• **GIVEN REQUEST**: Put each line of the items below into a Markdown table with the columns "Row" and "Line", numbering the rows in order and leaving out any blank lines.

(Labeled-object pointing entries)
# # #

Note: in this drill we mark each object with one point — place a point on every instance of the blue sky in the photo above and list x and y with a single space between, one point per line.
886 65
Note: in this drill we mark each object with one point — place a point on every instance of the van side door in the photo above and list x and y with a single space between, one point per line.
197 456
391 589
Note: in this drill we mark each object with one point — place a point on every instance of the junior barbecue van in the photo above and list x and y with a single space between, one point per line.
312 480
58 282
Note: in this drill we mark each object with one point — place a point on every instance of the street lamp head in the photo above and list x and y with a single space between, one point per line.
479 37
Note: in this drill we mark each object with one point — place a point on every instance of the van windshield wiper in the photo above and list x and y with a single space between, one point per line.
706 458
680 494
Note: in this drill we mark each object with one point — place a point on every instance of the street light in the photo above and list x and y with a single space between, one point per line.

# # #

• **ANSWER TO THE PROBLEM**:
| Row | Line |
|---|---|
| 1 | Note: in this drill we mark each object with one point — place a point on every instance of the blue sky in the photo above and list x and y with a single space between, one point per line. |
| 2 | 886 65 |
| 3 | Note: in this drill we mark each object with one point — place a point on every instance of the van side door in the photo above and list x and y with a single space between, one point per line. |
| 4 | 197 456 |
| 5 | 391 589 |
| 6 | Note: in this drill we mark each object with one point — place a point on every instance of the junior barbecue van in the photo above and list x and y with a single space between, one point per line. |
| 7 | 312 480 |
| 8 | 58 282 |
| 9 | Note: in this drill we mark each object with one point — place a point on every instance of the street lamp head in the photo above and list x and y with a single space between, one point per line. |
| 10 | 479 37 |
| 11 | Note: in this drill we mark each object with one point — place a point on every instance of the van windshield wiper in the photo above and list x and y with a single space between, one point per line. |
| 12 | 706 458 |
| 13 | 680 494 |
| 14 | Note: in this drill we mark each object with one point — place a point on every instance of the street light in the photo above and list x and y with a single space between, one point per line. |